───── QUOTED PASSAGE ─────

Program brings agriculture to the classroom
Sarah Striemer's fourth-grade students heard their guest speaker coming all the way down the hall. It was the incessant bleating that gave her away.
Jackie Tlam recently lugged a pet carrier holding a 2-month-old lamb into St. John Vianney School as part of an Agriculture in the Classroom presentation.
Fairmont, Minn. (AP) — The Martin County Farm Bureau coordinates presentations by farmers for all fourth-graders in the county.
Virginia Anderson, Martin County Farm Bureau's Agriculture in the Classroom coordinator, said they chose to go to the fourth-grade classrooms because it is a good age to talk to students about the topic.
The program is designed to give students an idea of what happens on the farm.
Emily Zweber, Minnesota Agriculture in the Classroom Foundation director, said the curriculum is mandated by the U.S. Department of Agriculture, but is funded both privately and publicly.
The foundation provides materials and training for other groups, like the Farm Bureau, to use when it goes into a classroom to talk about agriculture with the students.
Their mission is to promote agriculture literacy.
"Students are four to five generations removed from the farm," Zweber said. "We are teaching tomorrow's policy makers that they have connections to the farm - milk doesn't come from a grocery store, it comes from a cow."
Tlam, who runs a 2,400-hog operation with her husband along with raising 128 lambs and sheep, said the disconnect between farm and student is definitely there for many kids she talks to during the year.
"Kids don't know much about farming even in this area," she said.
She introduced Tito the lamb, one of a set of triplets who was rejected by his mother and consequently was bottle-fed by Tlam's daughter. Tlam told them about her farm, how many sheep she has and what they eat.

───── MATERIAL PROVIDED ─────

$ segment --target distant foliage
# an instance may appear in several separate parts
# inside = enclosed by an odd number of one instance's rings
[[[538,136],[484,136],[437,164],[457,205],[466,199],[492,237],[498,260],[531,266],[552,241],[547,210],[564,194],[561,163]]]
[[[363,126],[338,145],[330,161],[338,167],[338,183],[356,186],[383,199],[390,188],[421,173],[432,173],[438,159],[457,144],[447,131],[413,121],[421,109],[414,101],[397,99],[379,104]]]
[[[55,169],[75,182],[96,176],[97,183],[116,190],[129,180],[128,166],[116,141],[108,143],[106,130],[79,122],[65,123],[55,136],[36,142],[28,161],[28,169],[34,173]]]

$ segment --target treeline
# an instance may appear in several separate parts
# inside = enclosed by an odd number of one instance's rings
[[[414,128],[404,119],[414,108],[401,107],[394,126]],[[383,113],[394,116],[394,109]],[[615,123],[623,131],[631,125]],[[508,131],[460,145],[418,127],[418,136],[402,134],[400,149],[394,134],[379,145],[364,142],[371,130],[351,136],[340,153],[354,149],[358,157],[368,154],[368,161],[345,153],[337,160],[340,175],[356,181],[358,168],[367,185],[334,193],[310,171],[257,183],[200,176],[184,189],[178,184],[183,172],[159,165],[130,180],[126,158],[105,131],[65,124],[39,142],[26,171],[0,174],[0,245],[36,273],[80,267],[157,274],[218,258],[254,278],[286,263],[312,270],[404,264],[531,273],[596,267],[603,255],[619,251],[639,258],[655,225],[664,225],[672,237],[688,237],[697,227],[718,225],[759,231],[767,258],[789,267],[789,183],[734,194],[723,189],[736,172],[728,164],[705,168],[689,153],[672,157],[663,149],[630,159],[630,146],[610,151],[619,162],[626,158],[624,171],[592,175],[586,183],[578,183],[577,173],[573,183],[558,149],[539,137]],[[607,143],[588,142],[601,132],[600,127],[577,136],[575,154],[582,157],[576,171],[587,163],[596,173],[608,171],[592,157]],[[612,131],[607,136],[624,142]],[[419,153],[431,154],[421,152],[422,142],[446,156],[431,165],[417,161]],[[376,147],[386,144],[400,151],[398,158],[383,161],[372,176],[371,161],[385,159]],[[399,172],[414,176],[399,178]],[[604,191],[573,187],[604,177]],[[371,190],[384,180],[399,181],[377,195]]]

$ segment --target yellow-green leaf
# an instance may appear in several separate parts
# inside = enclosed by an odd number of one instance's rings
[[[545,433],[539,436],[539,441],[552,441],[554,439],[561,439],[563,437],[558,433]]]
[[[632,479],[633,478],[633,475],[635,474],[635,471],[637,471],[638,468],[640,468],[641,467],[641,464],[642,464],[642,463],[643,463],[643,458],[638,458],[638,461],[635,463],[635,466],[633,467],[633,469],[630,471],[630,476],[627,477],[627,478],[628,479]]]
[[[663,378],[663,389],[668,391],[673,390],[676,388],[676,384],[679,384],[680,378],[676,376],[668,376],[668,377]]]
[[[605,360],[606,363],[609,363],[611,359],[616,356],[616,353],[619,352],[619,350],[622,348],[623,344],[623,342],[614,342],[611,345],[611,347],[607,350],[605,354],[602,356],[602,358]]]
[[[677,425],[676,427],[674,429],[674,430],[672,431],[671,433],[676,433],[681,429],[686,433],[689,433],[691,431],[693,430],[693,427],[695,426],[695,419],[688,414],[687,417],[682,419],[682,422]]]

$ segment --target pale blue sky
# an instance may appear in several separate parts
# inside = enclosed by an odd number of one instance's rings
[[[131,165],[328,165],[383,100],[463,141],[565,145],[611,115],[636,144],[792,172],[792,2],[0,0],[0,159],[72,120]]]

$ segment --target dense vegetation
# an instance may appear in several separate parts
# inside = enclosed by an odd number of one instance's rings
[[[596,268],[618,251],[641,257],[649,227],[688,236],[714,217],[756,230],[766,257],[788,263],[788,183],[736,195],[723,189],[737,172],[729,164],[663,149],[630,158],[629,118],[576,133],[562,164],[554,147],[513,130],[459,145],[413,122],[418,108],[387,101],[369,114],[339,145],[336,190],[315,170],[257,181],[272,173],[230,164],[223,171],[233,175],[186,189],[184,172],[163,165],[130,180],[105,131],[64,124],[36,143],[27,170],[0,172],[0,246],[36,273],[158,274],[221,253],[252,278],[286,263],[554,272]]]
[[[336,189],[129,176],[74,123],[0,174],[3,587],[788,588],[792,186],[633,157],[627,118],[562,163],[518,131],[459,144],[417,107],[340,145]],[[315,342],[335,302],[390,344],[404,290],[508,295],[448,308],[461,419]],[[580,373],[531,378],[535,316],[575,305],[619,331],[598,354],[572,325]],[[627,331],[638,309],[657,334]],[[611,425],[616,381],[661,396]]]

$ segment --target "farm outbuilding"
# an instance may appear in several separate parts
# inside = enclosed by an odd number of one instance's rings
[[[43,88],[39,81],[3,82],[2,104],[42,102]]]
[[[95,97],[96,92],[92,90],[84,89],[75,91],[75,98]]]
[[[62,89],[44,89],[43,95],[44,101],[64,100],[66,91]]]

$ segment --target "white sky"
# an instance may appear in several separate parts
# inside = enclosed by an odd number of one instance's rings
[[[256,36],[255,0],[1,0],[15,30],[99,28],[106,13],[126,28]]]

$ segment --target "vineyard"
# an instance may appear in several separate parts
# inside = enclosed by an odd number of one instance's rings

─────

*EXERCISE REQUIREMENTS*. Write the next part of the article about the agriculture classroom program, starting right after its final sentence. The data is not needed for this work.

*EXERCISE ANSWER*.
Students asked questions ranging from what she does with the sheep when they grow up to if they get medicine when they are sick.
Tito stood patiently as the students pet him, obediently followed Tlam around the classroom when she handed out goodie bags filled with games and information about the farming industry, and even posed for a picture with the class.
One student asked what happens to the sheep when they go to market. Tlam's response was called mean.
"That is what we do, we raise your food," Tlam said. "That is what farmers do; they feed America."
Tlam said she has been talking to classrooms about agriculture for many years. She does it because, even in this farming community, students are often unaware of what role farming plays.
"I am surprised how many students don't even know all the uses for corn and soybeans," she said.
But the students clearly are eager to learn. As Tlam left Striemer's class on her way to a third-grade classroom in Sherburn, her bleating lamb caught the attention of the other classrooms. She ended up showing Tito to even more students than she was scheduled for, all of them excitedly asking questions about Tito and the farm he came from.